» THE TASK: Rewrite the lines of all items below, renaming "Detection result" to "Located regions" wherever it occurs and leaving everything else unchanged.

» Rows of box annotation data:

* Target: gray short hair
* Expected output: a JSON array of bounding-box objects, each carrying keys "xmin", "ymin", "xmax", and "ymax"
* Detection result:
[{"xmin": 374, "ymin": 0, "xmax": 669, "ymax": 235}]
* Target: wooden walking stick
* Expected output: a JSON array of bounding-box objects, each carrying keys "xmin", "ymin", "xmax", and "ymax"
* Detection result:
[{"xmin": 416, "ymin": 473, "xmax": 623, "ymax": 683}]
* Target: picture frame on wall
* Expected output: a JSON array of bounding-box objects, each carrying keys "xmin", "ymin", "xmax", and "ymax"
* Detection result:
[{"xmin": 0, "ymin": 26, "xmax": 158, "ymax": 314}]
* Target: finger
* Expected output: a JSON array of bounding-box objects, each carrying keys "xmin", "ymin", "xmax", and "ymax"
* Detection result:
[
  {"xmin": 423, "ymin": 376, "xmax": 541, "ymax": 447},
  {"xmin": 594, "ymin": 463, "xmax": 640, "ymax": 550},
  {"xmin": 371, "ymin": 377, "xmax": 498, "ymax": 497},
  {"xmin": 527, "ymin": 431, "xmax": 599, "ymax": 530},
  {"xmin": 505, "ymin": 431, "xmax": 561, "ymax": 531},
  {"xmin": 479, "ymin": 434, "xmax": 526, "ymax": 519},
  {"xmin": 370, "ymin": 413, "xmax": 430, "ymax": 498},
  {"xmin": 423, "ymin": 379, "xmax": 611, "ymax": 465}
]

» EXERCISE ANSWER:
* Target: gray short hair
* Expected output: a JSON array of bounding-box objects, each carrying keys "xmin", "ymin", "xmax", and "ymax"
* Located regions:
[{"xmin": 374, "ymin": 0, "xmax": 669, "ymax": 235}]
* Target: wooden walking stick
* Expected output: a JSON array of bounding-box objects, each carrying keys "xmin", "ymin", "xmax", and "ymax"
* Located regions:
[{"xmin": 416, "ymin": 473, "xmax": 623, "ymax": 683}]
* Target: picture frame on wall
* Expected output: a JSON array of bounding-box objects, each carrying keys "xmin", "ymin", "xmax", and "ymax"
* Located regions:
[{"xmin": 0, "ymin": 26, "xmax": 158, "ymax": 314}]
* Target: finger
* Expected output: a JSON array of bounding-box objects, each carrying keys "xmin", "ymin", "xmax", and "ymax"
* Located regions:
[
  {"xmin": 423, "ymin": 376, "xmax": 541, "ymax": 447},
  {"xmin": 594, "ymin": 463, "xmax": 640, "ymax": 550},
  {"xmin": 371, "ymin": 377, "xmax": 498, "ymax": 497},
  {"xmin": 527, "ymin": 431, "xmax": 599, "ymax": 530},
  {"xmin": 505, "ymin": 431, "xmax": 561, "ymax": 531},
  {"xmin": 479, "ymin": 434, "xmax": 526, "ymax": 519},
  {"xmin": 370, "ymin": 413, "xmax": 430, "ymax": 498},
  {"xmin": 423, "ymin": 379, "xmax": 611, "ymax": 465}
]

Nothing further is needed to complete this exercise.